● **Challenge**
Swap every "hanging clothing" in the listing below for "clothes on hangers", keeping everything else the same. Leave the pictures out of your copy.

● **Material for this exercise**
────────
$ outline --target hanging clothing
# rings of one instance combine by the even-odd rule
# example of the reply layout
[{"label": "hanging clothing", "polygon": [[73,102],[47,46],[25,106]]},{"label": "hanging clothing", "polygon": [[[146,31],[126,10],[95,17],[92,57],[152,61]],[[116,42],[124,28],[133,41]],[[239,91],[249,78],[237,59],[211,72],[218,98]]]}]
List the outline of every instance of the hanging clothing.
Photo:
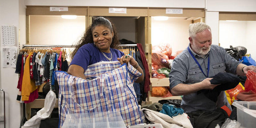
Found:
────────
● **Written solution**
$ outline --target clothes on hangers
# rings of one instance combine by the even-odd rule
# example of the reply layout
[{"label": "clothes on hangers", "polygon": [[73,102],[47,46],[25,106]]},{"label": "clothes on hangers", "polygon": [[[146,31],[126,10],[95,17],[92,57],[152,61]],[[116,42],[124,28],[133,41]],[[239,91],[249,78],[237,59],[211,72],[218,98]]]}]
List the outline of every instance of the clothes on hangers.
Photo:
Found:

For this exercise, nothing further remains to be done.